■ **ITEMS**
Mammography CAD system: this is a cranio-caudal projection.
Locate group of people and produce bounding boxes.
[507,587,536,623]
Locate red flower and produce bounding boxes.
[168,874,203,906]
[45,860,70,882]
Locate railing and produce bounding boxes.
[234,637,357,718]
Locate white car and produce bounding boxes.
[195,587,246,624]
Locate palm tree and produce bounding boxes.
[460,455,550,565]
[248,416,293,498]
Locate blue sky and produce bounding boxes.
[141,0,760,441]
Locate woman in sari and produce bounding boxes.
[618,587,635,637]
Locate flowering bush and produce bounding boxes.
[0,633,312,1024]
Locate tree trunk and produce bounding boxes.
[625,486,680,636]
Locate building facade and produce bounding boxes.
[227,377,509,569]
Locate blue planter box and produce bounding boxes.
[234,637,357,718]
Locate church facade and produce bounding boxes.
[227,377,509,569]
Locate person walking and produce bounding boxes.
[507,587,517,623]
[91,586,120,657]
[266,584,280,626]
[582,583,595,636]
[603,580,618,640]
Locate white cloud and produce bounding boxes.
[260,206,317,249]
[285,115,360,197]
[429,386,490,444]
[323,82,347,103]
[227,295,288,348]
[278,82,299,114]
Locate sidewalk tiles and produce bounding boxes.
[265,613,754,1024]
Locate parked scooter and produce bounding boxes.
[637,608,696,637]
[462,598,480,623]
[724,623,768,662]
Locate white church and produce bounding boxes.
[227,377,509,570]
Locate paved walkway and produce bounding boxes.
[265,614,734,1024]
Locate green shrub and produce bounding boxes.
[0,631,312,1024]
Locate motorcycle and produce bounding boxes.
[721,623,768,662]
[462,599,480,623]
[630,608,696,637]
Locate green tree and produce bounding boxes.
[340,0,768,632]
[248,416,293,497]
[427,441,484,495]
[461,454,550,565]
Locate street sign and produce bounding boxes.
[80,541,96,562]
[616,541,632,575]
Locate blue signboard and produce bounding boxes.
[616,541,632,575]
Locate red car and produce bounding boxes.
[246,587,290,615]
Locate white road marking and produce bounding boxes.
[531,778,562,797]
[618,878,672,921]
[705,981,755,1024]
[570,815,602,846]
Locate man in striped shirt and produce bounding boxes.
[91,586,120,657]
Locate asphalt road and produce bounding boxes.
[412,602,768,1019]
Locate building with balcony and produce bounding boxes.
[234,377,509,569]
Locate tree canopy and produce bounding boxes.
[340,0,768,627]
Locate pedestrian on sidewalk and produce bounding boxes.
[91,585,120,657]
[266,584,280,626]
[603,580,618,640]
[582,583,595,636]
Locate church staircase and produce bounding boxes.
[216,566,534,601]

■ **GIVEN INSTRUCTION**
Arrange the stretch of the listing from the line containing "Locate white cloud" through the end of the listing as a Markdown table with the columns Row and Line, numbering each row and omitting blank lines.

■ **OUTPUT**
| Row | Line |
|---|---|
| 1 | Locate white cloud and produce bounding boxes. |
| 2 | [260,206,317,249] |
| 3 | [285,115,360,197] |
| 4 | [429,386,490,444] |
| 5 | [323,82,347,103] |
| 6 | [227,295,288,348] |
| 7 | [278,82,299,114] |
| 8 | Locate sidewalk tiles and produce bounding boxes. |
| 9 | [265,613,754,1024] |
| 10 | Locate parked scooter and produce bounding boxes. |
| 11 | [637,608,696,637] |
| 12 | [462,598,480,623] |
| 13 | [724,623,768,662] |
| 14 | Locate white church and produce bounding boxes. |
| 15 | [227,377,509,570] |
| 16 | Locate paved walkway and produce bounding boxes. |
| 17 | [265,614,734,1024] |
| 18 | Locate green shrub and produce bounding boxes. |
| 19 | [0,631,312,1024] |
| 20 | Locate motorcycle and produce bounding boxes. |
| 21 | [721,623,768,662] |
| 22 | [462,599,480,623] |
| 23 | [630,608,696,637] |
| 24 | Locate green tree and produce bounding boxes. |
| 25 | [340,0,768,632] |
| 26 | [248,416,293,497] |
| 27 | [427,441,484,495] |
| 28 | [461,454,550,565] |
| 29 | Locate street sign and produce bounding boxes. |
| 30 | [80,541,96,562] |
| 31 | [616,541,632,575] |
| 32 | Locate blue signboard and produce bounding boxes. |
| 33 | [616,541,632,575] |
| 34 | Locate red car and produce bounding boxes. |
| 35 | [246,587,290,615] |
| 36 | Locate white road marking and produce bounding boxes. |
| 37 | [531,778,562,797] |
| 38 | [618,878,672,921] |
| 39 | [705,981,755,1024] |
| 40 | [570,815,602,846] |
| 41 | Locate man in striped shirt and produce bounding boxes. |
| 42 | [91,586,120,657] |
| 43 | Locate asphalt road and produce bounding boxes. |
| 44 | [412,602,768,1019] |
| 45 | Locate building with balcony and produce bounding boxes. |
| 46 | [234,377,509,569] |
| 47 | Locate tree canopy and produce bounding boxes. |
| 48 | [340,0,768,627] |
| 49 | Locate pedestrian on sidewalk and produce bounding boxes. |
| 50 | [91,585,120,657] |
| 51 | [266,584,280,626] |
| 52 | [603,580,618,640] |
| 53 | [582,583,595,636] |
| 54 | Locate church staircase and produce bounding boxes. |
| 55 | [216,566,534,601] |